[REQUIREMENTS]
Output exactly the lines that run from the line with "Label the sky" to the end of the material, both ends included, and no other lines.

start TASK MATERIAL

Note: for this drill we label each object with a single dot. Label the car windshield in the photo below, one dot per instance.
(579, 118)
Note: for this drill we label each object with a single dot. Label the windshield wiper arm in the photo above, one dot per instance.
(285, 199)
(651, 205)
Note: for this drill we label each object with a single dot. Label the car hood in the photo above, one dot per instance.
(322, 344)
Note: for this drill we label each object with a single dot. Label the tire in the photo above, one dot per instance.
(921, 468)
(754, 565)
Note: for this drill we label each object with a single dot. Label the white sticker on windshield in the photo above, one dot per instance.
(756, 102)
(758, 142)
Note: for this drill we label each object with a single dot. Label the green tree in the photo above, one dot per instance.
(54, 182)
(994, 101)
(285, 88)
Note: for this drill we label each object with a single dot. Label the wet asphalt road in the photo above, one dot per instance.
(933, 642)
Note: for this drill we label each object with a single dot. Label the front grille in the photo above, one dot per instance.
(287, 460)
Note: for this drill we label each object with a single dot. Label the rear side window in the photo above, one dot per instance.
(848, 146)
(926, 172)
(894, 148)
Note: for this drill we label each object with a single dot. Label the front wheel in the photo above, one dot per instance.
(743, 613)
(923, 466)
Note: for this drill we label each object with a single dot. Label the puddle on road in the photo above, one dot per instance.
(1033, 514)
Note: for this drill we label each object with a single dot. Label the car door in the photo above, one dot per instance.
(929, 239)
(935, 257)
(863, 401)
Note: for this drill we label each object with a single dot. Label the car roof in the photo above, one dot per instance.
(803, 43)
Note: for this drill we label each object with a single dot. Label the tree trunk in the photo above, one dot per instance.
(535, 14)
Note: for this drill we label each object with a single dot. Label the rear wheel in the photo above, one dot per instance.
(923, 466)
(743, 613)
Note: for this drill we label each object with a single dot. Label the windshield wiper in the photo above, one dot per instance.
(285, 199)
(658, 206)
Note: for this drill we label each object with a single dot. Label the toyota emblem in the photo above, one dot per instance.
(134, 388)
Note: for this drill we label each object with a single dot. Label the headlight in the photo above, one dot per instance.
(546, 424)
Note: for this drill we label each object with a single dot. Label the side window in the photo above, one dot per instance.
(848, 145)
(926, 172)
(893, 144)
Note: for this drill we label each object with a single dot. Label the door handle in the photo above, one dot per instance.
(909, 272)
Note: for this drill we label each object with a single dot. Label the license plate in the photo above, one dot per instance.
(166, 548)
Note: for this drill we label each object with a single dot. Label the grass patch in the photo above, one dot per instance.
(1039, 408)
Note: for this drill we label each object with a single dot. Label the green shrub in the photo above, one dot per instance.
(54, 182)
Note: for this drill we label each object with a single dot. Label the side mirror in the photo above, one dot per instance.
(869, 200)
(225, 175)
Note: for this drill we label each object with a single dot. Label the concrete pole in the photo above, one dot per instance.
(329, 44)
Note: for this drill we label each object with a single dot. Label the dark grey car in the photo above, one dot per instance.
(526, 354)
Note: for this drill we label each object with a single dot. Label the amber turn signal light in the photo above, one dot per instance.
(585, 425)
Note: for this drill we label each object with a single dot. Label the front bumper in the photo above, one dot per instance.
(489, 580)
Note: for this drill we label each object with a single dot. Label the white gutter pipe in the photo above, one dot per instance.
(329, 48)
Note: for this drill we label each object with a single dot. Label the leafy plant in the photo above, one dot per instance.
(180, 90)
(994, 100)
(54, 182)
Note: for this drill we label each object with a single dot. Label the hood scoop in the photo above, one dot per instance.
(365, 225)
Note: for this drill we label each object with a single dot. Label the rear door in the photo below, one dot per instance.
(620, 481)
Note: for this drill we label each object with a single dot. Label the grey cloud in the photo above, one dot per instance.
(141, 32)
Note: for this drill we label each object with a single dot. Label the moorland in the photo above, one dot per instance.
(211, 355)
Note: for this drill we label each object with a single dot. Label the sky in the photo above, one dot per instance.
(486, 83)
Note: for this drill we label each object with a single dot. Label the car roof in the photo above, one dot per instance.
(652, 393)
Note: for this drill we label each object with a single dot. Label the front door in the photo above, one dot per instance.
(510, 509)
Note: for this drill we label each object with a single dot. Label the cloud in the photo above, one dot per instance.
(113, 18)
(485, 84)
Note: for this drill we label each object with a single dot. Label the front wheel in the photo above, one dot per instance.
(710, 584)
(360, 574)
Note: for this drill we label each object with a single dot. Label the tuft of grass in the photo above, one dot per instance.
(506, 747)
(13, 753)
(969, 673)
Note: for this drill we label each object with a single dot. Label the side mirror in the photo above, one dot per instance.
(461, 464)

end TASK MATERIAL

[REPLY TO THE EXERCISE]
Note: for this drill we label each object with a single dot. Label the sky in the photo above, one dot per instance.
(486, 83)
Note: for this drill we label each object with a single dot. Label the car roof in the photo above, one dot per instance.
(652, 393)
Note: for this drill we label each object with a single dot. Label the front door in the photo above, one dot per instance.
(510, 509)
Note: for this drill we label each object with a single dot. Label the cloud in the photo above, one dot per instance.
(113, 18)
(485, 84)
Note: for this drill we label each object with a single dot. Label the front wheel in the photo above, one dot per instance.
(710, 584)
(360, 574)
Note: for this drill we label each object with a single dot. Label the tuft of grass in the photo above, one dot per instance.
(506, 747)
(13, 753)
(969, 673)
Note: for this drill we label each object with a single dot. Label the side mirror in the photo above, one dot per instance.
(461, 464)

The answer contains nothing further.